[Excerpts from a dataset on pointing at objects]
····················
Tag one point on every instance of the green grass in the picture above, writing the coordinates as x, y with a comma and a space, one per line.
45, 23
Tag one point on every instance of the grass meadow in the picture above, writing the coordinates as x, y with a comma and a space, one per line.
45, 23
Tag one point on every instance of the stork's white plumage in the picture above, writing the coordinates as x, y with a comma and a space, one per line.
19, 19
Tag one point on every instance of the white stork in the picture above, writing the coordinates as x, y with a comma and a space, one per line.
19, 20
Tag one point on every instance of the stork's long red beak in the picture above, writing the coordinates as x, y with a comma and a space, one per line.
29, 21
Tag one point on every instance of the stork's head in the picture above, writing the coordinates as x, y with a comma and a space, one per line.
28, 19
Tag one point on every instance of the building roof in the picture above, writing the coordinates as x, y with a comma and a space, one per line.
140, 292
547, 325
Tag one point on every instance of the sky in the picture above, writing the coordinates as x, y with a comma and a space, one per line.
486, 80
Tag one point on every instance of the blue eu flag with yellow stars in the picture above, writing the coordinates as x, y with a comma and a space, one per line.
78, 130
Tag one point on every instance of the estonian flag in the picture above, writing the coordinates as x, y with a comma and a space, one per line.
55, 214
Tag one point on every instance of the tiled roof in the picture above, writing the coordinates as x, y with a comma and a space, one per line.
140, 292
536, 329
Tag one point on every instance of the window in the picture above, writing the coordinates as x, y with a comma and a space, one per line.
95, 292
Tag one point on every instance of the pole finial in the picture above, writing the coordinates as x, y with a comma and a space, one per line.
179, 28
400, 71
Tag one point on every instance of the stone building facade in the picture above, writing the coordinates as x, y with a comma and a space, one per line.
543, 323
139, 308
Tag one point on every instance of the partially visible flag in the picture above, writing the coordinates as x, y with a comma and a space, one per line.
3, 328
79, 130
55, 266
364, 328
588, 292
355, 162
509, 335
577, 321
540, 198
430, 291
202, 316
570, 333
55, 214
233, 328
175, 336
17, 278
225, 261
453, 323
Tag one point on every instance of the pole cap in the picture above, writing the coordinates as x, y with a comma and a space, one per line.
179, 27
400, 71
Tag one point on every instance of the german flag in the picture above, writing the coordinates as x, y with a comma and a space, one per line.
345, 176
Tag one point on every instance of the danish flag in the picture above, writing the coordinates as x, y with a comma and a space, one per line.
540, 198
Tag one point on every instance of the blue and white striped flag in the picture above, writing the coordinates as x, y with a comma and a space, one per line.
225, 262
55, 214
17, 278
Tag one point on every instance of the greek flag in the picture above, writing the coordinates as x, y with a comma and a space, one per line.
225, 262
····················
Can you copy all of the material above word for word, keeping every line in its original order?

Task output
Tag one point on every instance of the green grass in the picture above, writing the coordinates as x, y with a comma and a space, one per line.
45, 23
Tag one point on every instance of the grass meadow in the picture above, writing the coordinates as x, y with a comma and a space, one per line.
45, 23
Tag one point on every instance of the stork's white plumage in the picture above, writing the coordinates as x, y with a comma and a space, one per line.
19, 19
Tag one point on every instance of the white stork in the picture above, writing the coordinates as x, y with a comma and a space, one per line.
19, 20
Tag one point on every instance of the stork's long red beak in the picture above, writing the coordinates as x, y with a comma and a space, one per line.
29, 21
Tag one point on every instance of the stork's head in the picture above, writing the coordinates as x, y with a comma and a space, one per line.
28, 19
Tag one point on every instance of the building roof in the picture above, writing the coordinates as x, y with a comma and a space, one per line.
140, 292
547, 325
Tag one point on every instance of the sky in the picture above, writing the coordinates as x, y with a comma and a space, one per line.
486, 80
Tag one point on every instance of the blue eu flag with yellow stars in the picture above, writing the coordinates as x, y with a comma and a space, one per line.
78, 130
Tag one point on every instance of the estonian flag in the picture above, writing the coordinates as x, y with a comma and a space, one per line.
55, 214
Tag one point on every instance of the tiled roof in the picture above, writing the coordinates as x, y with a comma and a space, one per line.
140, 292
536, 329
Tag one point on every instance of the window in the picture above, writing the coordinates as x, y with a comma and a space, one per line.
95, 292
Tag one point on every instance of the pole finial in the picture above, writing the coordinates as x, y with a comma and a space, one per line.
179, 28
400, 71
Tag one point on every instance of the stone building facade in the picture above, writing the coordinates as x, y with a comma and a space, one per line.
543, 323
139, 308
Tag one point on every instance of the partially visible flag in the picture above, writing the coordinates as x, y with a comma and a space, one per line.
3, 328
79, 130
55, 266
364, 328
588, 292
355, 162
509, 335
577, 321
540, 198
430, 291
202, 316
570, 333
55, 214
233, 328
175, 336
17, 278
225, 261
453, 323
Tag one point on every instance of the pole cap in the picture above, writing the coordinates as x, y with a comma and a space, one per line.
179, 27
400, 71
Tag one point on every instance of the german flag in the picture above, writing the coordinates as x, y with a comma and a space, one per line.
345, 176
Tag one point on every instance of the danish flag in the picture above, writing the coordinates as x, y with a comma and a space, one per line.
540, 198
Tag one point on every instance of the blue and white striped flag in the picture above, writing the coordinates as x, y with a comma and a space, one per line.
225, 262
55, 214
17, 278
Tag one point on every instance of the greek flag in the picture above, writing the coordinates as x, y with a comma and a space, one per line.
225, 262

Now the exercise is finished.